### Task description:
Repeat the data in full. Drop every picture.

### Stored data entries:
● ● ● ●
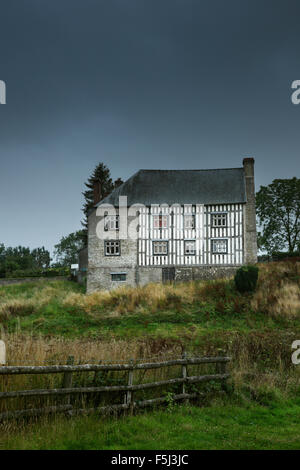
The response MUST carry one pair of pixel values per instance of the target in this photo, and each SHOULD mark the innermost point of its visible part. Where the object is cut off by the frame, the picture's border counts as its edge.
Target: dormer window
(111, 222)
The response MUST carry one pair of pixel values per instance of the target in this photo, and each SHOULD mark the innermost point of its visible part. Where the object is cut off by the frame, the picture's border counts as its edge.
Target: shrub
(246, 278)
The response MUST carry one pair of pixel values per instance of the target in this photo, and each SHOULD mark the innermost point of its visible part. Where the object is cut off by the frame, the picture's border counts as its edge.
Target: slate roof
(223, 186)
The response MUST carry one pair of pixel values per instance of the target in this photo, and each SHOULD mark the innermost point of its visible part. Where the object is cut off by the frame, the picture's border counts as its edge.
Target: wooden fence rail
(67, 390)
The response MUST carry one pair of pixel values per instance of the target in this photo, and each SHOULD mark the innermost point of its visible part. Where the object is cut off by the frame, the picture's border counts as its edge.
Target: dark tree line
(20, 258)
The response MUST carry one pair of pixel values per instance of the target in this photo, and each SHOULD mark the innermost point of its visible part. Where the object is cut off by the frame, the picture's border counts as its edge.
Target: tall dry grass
(278, 290)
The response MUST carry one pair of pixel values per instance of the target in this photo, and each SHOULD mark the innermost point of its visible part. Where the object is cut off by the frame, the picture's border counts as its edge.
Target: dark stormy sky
(164, 84)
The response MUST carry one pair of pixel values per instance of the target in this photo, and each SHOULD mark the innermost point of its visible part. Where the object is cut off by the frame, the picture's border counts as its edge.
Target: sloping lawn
(183, 427)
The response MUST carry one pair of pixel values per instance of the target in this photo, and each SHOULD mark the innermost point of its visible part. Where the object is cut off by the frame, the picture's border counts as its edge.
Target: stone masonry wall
(250, 236)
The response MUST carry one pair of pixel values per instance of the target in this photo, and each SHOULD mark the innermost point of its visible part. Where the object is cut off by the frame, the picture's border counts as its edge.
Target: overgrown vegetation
(245, 278)
(45, 322)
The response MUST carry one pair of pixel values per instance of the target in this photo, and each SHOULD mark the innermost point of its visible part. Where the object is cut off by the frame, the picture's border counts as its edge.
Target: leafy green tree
(66, 251)
(41, 258)
(278, 211)
(21, 258)
(101, 173)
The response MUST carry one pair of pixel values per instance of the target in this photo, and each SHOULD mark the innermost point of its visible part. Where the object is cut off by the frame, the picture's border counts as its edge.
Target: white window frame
(217, 217)
(217, 251)
(111, 222)
(118, 274)
(188, 218)
(160, 244)
(160, 221)
(190, 242)
(112, 245)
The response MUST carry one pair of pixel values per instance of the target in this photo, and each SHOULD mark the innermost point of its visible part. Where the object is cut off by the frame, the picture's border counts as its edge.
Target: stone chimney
(97, 192)
(250, 236)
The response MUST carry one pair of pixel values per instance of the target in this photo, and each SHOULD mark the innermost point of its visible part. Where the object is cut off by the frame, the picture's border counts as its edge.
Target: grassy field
(45, 322)
(185, 427)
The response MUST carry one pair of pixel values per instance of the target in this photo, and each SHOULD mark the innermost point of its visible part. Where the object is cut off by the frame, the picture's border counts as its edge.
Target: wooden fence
(66, 390)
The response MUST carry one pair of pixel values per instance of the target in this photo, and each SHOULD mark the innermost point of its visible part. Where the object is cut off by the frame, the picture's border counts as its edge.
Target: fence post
(130, 382)
(67, 379)
(221, 369)
(2, 353)
(184, 375)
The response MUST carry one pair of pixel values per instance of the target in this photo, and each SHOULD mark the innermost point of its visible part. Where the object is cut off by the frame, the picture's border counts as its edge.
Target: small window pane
(189, 221)
(112, 248)
(219, 246)
(111, 222)
(160, 221)
(119, 277)
(219, 220)
(160, 248)
(190, 247)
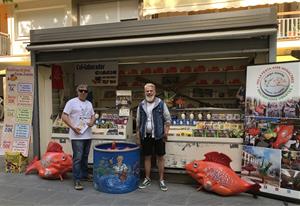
● ● ● ●
### The completed task:
The response MUST carry one pair of pixel values per instance of the target in this photo, and each SHOULD mark the innermost point of its visible part. Where the object is cut off by the frame, the picture's border counts as its edge.
Target: dormer window
(111, 222)
The response MUST carry one pair of pixel values per instance of the target in this photo, and each SHOULD mark the innermost point of its visible part. Where the object is cut off by the frame, the picture's border counts as its edge.
Target: shrub
(246, 278)
The response MUST carry one pair of pixel values per instance of the target in this photo, and each SHOULD mark the innermost point of its visible part. Where the object is cut off by the frame, the picture's border counts as its edge.
Target: slate roof
(223, 186)
The response MUST carry one pair of pixel values per instance of the target in this photo, and each SHOULD mark the innermost point of its visible part. Where the object is cut off by the frame, the picture's border counts as its edge.
Target: wooden fence rail
(67, 390)
The response MUST carry one pair of pixel values per instance of the target in this photo, and each SHOULD mark the innermost point of its visible part. Where the object is cut off by the frame, the picture's border counts as its edge.
Target: dark tree line
(20, 258)
The response MUST carry one pair of pixel values per instance of the target in this photo, and each SHOULD mark the innermost point of its visible part. Where the object is cut off by the frame, the picture's border counts as its edge.
Target: tall dry grass
(278, 290)
The response MUST carry one pair of pixel values per instance of the target in this photo, and each SHOULD mark the innermost point of its visible part. Where the object is cut off by the frame, the picture's border counts as its edge.
Target: dark stormy sky
(164, 84)
The response MUST carry one pair of pixel values per instance of the target in this photo, and each SHOULD mark the innermost point of its visible part. Where the object is cut off by the frame, the picture's border counts as its edge.
Target: sloping lawn
(183, 427)
The response MUST carry one pair of pixel values per instance of the target in this photo, and each SHOULD mark the innermost point of its visible part. Where the object is cut off by the frame, the picture's border counts as its edge.
Target: stone masonry wall
(250, 236)
The response MUST carry one pair of pixel values per instance of the target in this photo, and each SHOULD mark the innermost point of its visible part. Where the object is cut off by the frame, the picture's border counts as its edge.
Target: overgrown vegetation
(245, 278)
(45, 322)
The response MUST carry one pair of pixel values per instance of the target in this photo, and each SHOULD mark the innermost point of its visible part. Where the object is cut off by the frame, the picture's border counts as its edge.
Target: leafy green tree
(66, 251)
(41, 258)
(278, 211)
(21, 258)
(101, 173)
The response MUST carry one pair of pixel values per instance of the target in this photo, and each SHOULD mark the innermost point of its visible part. Where the object is cut off by the frame, the picture's border counts as its edge.
Target: white window frame
(217, 217)
(217, 251)
(111, 222)
(118, 274)
(188, 218)
(160, 244)
(160, 221)
(190, 242)
(112, 245)
The response MUST carry one pair of pixel values per instance of the target in this photo, and each SHOULD mark the innermost point of its visible part. Where the object is cut off by the frame, the picture's border counts as its edge.
Target: stone chimney
(97, 192)
(250, 236)
The response MUST carry one pair of pixel values per instance of the target in this photo, and each SHOULD mark the innermost point of its visible part. Where the object is cut off by the frame, the picture's border counts as its edge.
Target: grassy field
(45, 322)
(185, 427)
The response MUST carry one pair of pixel values per instance of the target in this photo, and each SHOULD mark the innermost point of its visible part. Where the object is cut off by the frame, the picture's border counts as its edge.
Target: wooden fence
(66, 390)
The response MUST carry one pair of pixel values per instance of the target in this photo, and each SHOULD mark the innermost point of its visible part. Where the object is cut off by the frame, the picture's border counts as its edge.
Target: fence post
(130, 382)
(67, 379)
(221, 369)
(2, 353)
(184, 375)
The response MUST carry one pair of pixel values per instance of the target in this photo, and each SHOULD mark the innermost point of its visible part. Where the object is cut off by the frame, the picture's border counts as its edge.
Target: small window pane
(189, 221)
(112, 248)
(219, 246)
(111, 222)
(160, 221)
(119, 277)
(219, 220)
(160, 248)
(190, 247)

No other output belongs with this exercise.